• Text shown:
By Phyllis Moore
Published in News on April 25, 2014 1:46 PM
County Commission Chairman Wayne Aycock addresses a crowd of around 500 people during the Relay for Life Survivors Banquet at First Pentecostal Holiness Church Thursday night. Aycock spoke about the loss of his mother and first wife as a result of cancer, his own battle with the disease, and the happiness he found with his second wife, Linda.
Randolph Augustus, wearing a "caregiver" banner, listens to a musical presentation at the Relay for Life Survivors Banquet. He is the caregiver for his wife, Delores, a 20-year survivor of lung cancer.
Brenda Newton is tricked into touching her hand to her cheek after being instructed to touch her head during a group activity at the Relay for Life Survivors Banquet. Brenda is the caregiver for her husband, Charles, a six -month survivor.
Roy Mason received his diagnosis just two months ago -- prostate cancer.
He will undergo three dozen radiation treatments.
So far, he has had five.
"I'm feeling all right," he said Thursday night. "I'm just wrung out. I don't have any energy."
"The whole experience makes you tired," added his wife, Kaye.
The Pikeville couple added another first-time experience last night -- attending the annual Wayne County Relay for Life Survivors Banquet. An estimated 500 cancer survivors, caregivers and others still in the trenches fighting the disease turned out for the event, held at The First Pentecostal Holiness Church.
"I enjoyed it," Mason said afterward. "But the reason I enjoyed it is because I look around and I see all these other people that have been in the same spot that I am in."
"You never know what people are dealing with," Mrs. Mason said.
"But the good Lord's going to take care of me," her husband said with a smile.
This is the 20th year for Relay and the banquet, said Brenda Robinson, 2014 Relay co-chairperson. The dinner provides an opportunity to "celebrate survivorship," she said.
"Seeing you all here reinforces what we're all about," she told the audience. "We're saving lives every day. And God is good."
Relay for Life will be held May 16 and 17 at the Wayne County fairgrounds.
"The opening ceremony is 6 p.m. The survivors lap is at 6:30," she said.
This year's theme for the fundraiser to benefit cancer research is "Finishing the Fight."
Anne Guzzetti, a 19-year breast cancer survivor, said she wouldn't miss the annual gathering.
"I have been every year," she said. "It's wonderful because you see so many people. Most of them are people you know."
Jimmie Ford, emcee for the evening's festivities, is also a veteran.
"I'm a cancer survivor. I have been since 1982," he said in his introductory remarks. "I appreciate waking up every morning.
"You need to be positive for the rest of your life because it could be different."
The featured speaker, County Commission Chairman Wayne Aycock, also had his own connection to the survivors.

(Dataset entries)
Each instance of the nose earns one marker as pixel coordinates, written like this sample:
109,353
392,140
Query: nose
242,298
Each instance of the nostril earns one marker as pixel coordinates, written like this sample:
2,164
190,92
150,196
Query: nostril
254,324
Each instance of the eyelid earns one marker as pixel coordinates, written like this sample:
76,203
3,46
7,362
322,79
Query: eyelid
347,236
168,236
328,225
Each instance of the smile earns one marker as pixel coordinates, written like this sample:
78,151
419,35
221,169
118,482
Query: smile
...
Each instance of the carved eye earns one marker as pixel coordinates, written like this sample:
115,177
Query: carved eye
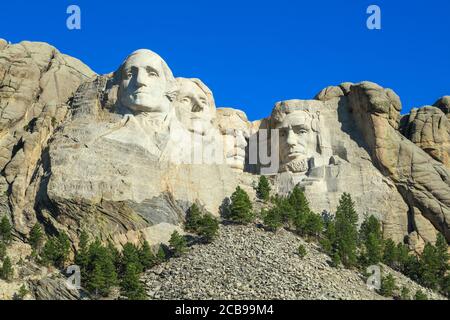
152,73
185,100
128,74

• Required tasks:
• A. Answer these from the Relay for Life banquet article, one line each:
(i) How many radiation treatments will Roy Mason undergo?
(ii) Where will Relay for Life be held?
(iii) Since what year has Jimmie Ford been a cancer survivor?
• B. List every type of cancer the Relay for Life banquet article names.
• C. Carry on the Relay for Life banquet article from its final sentence.

• Answers for this exercise:
• A.
(i) Three dozen
(ii) At the Wayne County fairgrounds
(iii) 1982

• B.
Lung cancer
Prostate cancer
Breast cancer

• C.
"My fight with cancer started long before I had cancer," he said. "My first wife of 45 and one-half years was diagnosed with cancer."
She was not as fortunate in her fight, he explained, and passed away. Six months later, his mother died.
"I had a tough year," he said.
Prepared to shelve his thoughts of running for public office in the aftermath, he said he was encouraged by friends to stay in the race. In the midst of all that, though, came his own health scare.
"When I was diagnosed with cancer, it was almost one year to the week when my first wife passed away," he said. "I was fortunate that I was diagnosed with breast cancer. Only about one percent of men are diagnosed with breast cancer. But I considered myself blessed because that's one cancer they can deal with."
Aycock had surgery. Three days later, though, doctors told him the margins weren't good enough and he underwent another surgery, and then a third, all within a two-and-one-half-week period.
"It was tough," he said. "I wanted to give up but I had too many people praying for me. So we started a battle with, 'What are we going to do?'
"Six treatments of chemo, 33 treatments of radiation, I went back to Dr. Kaspar and said, 'What's the verdict?' He said, "You're cured. You're going to die. But all of us are going to die.' I'm a blessed man."
While taking his radiation treatments, he met the woman who would become his second wife. Linda had actually lost her husband a short time after Aycock's wife had passed. He said he already knew her brother and soon discovered they had gone to high school together but had not crossed paths in 45-plus years.
The two wed in February 2013.
Having a caregiver in the battle against cancer is priceless, he said, paying tribute to those who were there in support of a loved one.
Whether a friend, relative or spouse, "the doctors, the nurses, they're the reason we're here," he said. "And God. God's guiding them to look after us.
"But at some point we need to have a caregivers' banquet."